ASSIGNMENT -
In the survey on LLM inference-time self-improvement, what are the three perspectives used to examine the field?

DOCUMENT PASSAGE -

A Survey on LLM Inference-Time Self-Improvement
Techniques that enhance inference through increased computation at test-time have recently gained attention. In this survey, we investigate the current state of LLM Inference-Time Self- Improvement from three different perspectives: Independent Self-improvement, focusing on enhancements via decoding or sampling methods; Context-Aware Self-Improvement, leveraging additional context or datastore; and Model- Aided Self-Improvement, achieving improvement through model collaboration. We provide a comprehensive review of recent relevant studies, contribute an in-depth taxonomy, and discuss challenges and limitations, offering insights for future research.
Introduction. The capabilities of large language models (LLMs) have advanced dramatically in recent years (Achiam et al., 2023; Team et al., 2023). These advancements have largely been driven by scaling up model training compute (Kaplan et al., 2020; Brown et al., 2024), with investments in larger models, extensive pretraining datasets, and enhanced alignment techniques (Ouyang et al., 2022; Bai et al., 2022a,b; Rafailov et al., 2023).1 Recently, scaling computation during inferencetime to improve task performance has gained attention (Snell et al., 2024), e.g., increasing testtime compute (i.e., model thinking time) (OpenAI, 2024) and scaling inference compute through repeated sampling (Brown et al., 2024). Test-time capabilities enable smaller models to replace larger ones by trading size for extra inference computation and pave the way for self-improvement with minimal human supervision (Brown et al., 2024). Self-improvement approaches at inference-time offer a new set of opportunities for researchers to continue pushing the boundaries of AI models beyond scaling model size and training data.
Discussion / Conclusion. Inference-time self-improvement methods excel in reasoning (§2.5, §3.1), enable faithful generation (§2.2, §3.3), increase speed via parallelism (§2.4), and more without updating model parameters or additional training. Despite these advancements, several challenges remain. In this section, we discuss considerations for method selection, and outline potential directions for future research: Maintenance: Methods with dependence on an external datastore (§3) or model (§4) require ongoing maintenance, as they need to be updated over time. In contrast, independent methods (§2) do not require this level of maintenance, as they solely operate based on the decoding process. Trade-Offs in Inference Costs: Methods scaling up inference time such as sampling with multiple generations (§2.5) generally take more time at inference than methods directly manipulating the decoding process.

INFORMATION SUPPLIED -
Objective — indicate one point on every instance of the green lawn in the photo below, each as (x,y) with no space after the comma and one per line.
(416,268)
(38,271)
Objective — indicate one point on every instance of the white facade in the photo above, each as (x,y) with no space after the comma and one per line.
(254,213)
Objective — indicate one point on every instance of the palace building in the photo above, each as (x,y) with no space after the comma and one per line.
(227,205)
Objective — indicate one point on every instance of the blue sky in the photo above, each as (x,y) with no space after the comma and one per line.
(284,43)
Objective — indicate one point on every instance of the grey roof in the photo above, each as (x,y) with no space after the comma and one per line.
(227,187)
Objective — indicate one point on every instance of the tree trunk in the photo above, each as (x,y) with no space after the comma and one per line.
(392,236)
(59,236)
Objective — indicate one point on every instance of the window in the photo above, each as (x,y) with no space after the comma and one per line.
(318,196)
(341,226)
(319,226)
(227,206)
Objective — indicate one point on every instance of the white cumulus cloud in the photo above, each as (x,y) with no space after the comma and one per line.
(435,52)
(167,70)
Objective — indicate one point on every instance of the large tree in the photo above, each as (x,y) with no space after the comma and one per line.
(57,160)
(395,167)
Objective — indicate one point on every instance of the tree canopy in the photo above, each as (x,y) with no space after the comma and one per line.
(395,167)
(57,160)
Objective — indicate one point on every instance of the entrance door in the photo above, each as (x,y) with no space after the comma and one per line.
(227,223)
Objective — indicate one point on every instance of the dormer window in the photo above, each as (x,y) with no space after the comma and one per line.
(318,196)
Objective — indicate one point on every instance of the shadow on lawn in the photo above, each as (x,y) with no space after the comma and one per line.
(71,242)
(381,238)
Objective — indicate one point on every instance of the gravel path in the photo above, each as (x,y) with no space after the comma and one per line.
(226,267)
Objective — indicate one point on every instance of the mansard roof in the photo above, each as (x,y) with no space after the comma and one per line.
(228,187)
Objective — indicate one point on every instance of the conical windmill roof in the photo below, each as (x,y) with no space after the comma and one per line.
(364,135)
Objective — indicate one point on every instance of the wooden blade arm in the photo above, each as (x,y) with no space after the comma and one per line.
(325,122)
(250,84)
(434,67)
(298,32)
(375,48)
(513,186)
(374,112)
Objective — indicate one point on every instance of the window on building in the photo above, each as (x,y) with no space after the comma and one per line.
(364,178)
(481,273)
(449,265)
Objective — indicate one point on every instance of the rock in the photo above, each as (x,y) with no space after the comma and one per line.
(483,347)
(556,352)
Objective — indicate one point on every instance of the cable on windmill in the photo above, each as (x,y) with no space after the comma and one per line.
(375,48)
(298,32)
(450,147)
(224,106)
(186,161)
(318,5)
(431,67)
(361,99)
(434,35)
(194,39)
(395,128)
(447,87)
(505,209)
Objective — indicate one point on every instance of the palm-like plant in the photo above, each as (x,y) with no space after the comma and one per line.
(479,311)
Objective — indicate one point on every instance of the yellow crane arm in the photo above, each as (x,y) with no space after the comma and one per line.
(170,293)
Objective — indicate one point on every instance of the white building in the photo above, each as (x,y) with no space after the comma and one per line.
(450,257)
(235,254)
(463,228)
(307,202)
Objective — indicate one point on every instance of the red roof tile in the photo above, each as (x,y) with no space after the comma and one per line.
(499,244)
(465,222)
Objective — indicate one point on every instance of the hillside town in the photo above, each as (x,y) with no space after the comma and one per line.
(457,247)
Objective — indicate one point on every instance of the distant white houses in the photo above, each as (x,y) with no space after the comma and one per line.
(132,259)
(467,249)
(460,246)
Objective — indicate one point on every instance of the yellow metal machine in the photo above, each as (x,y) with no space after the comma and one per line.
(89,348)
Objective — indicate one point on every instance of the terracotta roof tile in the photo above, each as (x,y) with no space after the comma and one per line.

THE COMPLETED TASK -
Independent Self-Improvement, Context-Aware Self-Improvement, and Model-Aided Self-Improvement.